Location identification entries:
(begin)
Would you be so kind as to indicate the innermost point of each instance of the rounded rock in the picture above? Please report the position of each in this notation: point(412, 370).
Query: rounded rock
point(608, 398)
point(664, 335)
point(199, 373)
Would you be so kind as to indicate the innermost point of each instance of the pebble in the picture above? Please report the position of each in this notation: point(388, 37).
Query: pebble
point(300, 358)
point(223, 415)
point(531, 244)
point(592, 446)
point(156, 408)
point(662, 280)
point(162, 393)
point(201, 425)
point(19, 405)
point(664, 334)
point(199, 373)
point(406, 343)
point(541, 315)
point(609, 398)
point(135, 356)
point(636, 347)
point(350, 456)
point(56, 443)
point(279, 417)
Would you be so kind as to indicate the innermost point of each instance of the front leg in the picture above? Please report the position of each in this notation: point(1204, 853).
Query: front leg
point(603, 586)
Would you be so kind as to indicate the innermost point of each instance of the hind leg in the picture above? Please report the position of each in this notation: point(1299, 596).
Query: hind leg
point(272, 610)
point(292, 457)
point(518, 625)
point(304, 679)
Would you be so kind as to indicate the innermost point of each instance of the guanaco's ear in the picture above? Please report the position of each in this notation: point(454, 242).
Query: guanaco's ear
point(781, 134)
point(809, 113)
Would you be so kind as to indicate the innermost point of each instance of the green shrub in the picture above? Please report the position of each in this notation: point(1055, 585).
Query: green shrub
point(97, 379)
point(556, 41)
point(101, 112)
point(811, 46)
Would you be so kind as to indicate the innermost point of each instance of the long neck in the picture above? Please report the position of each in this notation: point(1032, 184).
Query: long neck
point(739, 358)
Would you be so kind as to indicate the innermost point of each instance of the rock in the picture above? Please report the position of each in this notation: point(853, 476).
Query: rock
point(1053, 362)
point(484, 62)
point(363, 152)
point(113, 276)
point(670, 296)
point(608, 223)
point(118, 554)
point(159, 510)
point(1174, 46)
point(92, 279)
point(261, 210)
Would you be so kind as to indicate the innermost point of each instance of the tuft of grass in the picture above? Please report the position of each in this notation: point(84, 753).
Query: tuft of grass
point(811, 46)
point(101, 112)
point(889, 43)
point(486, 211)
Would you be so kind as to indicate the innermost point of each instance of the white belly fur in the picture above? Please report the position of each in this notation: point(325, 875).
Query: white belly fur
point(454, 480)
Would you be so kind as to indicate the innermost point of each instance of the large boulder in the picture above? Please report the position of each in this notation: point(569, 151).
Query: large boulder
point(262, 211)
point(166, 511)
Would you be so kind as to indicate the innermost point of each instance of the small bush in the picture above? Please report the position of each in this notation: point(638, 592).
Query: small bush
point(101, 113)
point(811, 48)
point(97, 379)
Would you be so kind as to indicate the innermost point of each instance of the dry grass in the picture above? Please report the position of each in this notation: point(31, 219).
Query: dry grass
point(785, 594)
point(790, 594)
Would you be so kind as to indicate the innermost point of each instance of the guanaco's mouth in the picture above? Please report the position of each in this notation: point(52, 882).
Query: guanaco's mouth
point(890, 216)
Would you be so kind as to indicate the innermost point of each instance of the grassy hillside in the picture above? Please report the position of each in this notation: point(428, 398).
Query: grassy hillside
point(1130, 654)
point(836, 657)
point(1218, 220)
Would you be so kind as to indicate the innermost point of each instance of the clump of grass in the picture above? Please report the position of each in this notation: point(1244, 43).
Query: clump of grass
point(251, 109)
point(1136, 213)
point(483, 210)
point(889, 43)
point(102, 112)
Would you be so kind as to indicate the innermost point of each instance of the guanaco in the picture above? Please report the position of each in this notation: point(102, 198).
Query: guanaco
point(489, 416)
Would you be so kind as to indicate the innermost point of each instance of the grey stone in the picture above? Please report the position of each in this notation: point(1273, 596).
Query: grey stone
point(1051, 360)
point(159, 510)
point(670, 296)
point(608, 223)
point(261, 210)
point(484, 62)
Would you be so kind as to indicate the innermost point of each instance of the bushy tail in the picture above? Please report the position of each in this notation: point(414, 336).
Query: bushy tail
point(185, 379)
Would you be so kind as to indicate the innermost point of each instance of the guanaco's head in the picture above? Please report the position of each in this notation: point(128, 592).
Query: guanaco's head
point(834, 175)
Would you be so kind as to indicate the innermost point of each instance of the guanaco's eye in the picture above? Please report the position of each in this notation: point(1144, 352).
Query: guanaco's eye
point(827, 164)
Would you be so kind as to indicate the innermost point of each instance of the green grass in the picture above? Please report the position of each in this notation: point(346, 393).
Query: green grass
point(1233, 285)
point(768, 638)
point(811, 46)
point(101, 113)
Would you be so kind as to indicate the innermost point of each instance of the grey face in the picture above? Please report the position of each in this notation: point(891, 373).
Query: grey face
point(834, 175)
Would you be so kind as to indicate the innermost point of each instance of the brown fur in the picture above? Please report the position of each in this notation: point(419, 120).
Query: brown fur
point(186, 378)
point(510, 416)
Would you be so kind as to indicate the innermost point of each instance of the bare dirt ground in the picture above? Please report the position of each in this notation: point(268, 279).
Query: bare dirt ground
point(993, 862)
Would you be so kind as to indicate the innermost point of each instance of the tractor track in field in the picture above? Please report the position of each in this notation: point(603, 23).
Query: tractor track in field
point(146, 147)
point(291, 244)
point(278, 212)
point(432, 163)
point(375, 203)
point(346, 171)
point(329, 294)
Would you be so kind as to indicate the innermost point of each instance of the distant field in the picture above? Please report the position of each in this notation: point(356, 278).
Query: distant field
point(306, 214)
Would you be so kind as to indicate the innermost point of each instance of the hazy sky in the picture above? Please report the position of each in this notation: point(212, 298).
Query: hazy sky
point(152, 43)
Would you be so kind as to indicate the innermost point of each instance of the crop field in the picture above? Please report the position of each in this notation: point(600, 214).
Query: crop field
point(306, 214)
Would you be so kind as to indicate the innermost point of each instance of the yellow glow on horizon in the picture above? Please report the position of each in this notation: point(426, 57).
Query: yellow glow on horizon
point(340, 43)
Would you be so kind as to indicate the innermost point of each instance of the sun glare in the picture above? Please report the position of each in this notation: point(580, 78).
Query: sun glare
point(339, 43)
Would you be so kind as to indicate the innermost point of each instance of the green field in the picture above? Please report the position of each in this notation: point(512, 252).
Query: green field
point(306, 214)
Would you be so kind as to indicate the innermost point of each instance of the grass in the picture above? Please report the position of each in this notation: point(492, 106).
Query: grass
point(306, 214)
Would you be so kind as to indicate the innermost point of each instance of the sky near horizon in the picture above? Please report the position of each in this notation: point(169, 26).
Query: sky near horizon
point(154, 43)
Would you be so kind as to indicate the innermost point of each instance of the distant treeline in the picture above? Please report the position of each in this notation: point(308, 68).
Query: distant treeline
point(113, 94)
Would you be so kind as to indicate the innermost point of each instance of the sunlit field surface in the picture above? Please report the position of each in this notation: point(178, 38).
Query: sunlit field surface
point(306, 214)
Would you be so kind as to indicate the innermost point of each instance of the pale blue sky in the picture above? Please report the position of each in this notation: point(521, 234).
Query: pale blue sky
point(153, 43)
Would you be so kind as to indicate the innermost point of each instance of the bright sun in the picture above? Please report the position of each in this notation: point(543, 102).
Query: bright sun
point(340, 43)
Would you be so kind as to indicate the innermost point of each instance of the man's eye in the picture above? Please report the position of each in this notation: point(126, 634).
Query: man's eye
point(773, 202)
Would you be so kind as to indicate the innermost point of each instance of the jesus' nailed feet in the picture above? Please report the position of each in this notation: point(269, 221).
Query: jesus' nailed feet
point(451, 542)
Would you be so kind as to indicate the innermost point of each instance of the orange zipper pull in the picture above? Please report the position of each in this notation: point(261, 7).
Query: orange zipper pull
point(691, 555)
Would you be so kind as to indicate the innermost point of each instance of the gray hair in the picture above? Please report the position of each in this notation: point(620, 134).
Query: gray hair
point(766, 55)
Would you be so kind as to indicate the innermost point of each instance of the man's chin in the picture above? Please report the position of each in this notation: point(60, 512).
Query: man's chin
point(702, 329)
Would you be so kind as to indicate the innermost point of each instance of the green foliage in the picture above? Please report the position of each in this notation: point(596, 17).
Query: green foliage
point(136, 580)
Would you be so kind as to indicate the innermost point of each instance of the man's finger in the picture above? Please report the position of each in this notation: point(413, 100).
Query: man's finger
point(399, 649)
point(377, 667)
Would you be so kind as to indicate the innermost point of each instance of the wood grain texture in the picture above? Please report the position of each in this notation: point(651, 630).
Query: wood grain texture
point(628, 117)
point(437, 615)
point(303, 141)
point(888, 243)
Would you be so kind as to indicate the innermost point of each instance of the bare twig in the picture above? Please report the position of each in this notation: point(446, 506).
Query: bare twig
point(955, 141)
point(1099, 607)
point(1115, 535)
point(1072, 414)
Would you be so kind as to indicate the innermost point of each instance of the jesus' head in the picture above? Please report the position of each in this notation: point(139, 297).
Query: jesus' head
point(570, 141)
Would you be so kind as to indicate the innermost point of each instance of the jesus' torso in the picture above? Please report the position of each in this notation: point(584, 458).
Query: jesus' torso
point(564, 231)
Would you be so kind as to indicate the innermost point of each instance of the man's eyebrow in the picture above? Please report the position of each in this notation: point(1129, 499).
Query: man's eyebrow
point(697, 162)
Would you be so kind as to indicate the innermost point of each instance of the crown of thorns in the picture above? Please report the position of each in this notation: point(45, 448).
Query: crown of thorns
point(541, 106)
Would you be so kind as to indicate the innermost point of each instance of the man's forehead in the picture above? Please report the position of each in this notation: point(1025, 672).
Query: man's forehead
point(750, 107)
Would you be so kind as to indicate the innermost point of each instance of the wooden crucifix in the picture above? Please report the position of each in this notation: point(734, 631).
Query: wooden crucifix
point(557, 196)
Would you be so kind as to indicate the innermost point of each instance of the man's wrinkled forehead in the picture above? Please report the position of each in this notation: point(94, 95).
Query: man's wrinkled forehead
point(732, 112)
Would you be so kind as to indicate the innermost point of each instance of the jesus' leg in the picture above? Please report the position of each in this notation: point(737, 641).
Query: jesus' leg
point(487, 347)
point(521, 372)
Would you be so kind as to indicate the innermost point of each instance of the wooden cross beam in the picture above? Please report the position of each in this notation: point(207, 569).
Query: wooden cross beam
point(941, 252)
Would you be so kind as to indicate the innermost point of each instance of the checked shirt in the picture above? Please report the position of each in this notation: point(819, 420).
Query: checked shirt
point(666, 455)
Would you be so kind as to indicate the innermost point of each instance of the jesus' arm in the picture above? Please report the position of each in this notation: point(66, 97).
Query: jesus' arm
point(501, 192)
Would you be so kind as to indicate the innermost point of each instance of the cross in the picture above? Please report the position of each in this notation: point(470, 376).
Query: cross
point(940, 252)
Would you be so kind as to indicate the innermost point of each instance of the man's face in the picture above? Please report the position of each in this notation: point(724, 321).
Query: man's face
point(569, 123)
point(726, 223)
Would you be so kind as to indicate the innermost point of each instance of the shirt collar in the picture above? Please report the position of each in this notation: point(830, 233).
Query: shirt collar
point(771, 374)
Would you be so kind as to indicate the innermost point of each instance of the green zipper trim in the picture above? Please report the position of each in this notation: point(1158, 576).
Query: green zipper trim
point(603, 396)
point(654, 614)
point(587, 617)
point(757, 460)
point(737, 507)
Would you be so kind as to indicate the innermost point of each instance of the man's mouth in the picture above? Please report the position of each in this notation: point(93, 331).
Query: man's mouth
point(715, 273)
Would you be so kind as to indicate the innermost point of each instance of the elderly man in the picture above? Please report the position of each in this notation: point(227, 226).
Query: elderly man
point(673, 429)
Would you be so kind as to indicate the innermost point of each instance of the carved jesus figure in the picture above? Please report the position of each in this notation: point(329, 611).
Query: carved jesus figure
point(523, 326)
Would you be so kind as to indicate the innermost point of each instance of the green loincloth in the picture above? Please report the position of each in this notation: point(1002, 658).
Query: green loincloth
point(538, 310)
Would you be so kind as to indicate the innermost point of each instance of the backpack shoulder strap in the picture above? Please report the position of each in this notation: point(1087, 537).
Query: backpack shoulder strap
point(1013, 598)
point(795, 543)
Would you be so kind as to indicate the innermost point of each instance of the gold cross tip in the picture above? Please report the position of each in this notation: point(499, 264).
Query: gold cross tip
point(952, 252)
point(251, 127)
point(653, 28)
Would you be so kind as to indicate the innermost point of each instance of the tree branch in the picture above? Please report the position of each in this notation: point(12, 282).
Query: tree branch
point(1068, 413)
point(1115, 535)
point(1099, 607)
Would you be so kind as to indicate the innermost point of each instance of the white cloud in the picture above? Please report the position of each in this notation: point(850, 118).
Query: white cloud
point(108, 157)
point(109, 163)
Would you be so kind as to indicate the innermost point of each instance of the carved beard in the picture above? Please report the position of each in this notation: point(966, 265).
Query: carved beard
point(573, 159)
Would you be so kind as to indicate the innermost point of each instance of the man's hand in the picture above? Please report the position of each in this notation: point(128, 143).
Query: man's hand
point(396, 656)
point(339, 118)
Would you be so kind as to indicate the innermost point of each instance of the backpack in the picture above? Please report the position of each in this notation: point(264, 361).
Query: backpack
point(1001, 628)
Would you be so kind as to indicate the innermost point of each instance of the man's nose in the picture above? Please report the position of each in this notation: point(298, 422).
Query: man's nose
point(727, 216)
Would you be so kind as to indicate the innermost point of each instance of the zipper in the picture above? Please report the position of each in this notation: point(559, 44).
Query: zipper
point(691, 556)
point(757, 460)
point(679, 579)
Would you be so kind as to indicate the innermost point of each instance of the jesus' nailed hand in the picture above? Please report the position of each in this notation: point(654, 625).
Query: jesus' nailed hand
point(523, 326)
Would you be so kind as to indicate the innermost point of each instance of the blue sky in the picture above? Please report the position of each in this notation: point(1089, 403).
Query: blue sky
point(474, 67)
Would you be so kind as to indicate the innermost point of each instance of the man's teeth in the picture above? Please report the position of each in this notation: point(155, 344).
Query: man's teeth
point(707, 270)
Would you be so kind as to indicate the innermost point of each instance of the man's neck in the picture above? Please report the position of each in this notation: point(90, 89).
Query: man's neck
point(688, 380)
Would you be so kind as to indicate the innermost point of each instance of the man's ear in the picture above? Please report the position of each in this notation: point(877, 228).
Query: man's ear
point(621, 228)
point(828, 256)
(end)
### TASK REQUIREMENTS
Copy out the lines of the listing word for word, beginning at the line that contains "notation: point(102, 198)." and stopping after the line that contains "point(489, 416)", with both of those lines included.

### ANSWER IN FULL
Would you be so kind as to indicate the innermost point of each instance of the guanaco in the picture above? Please report the position of each in this notation: point(102, 198).
Query: guanaco
point(489, 416)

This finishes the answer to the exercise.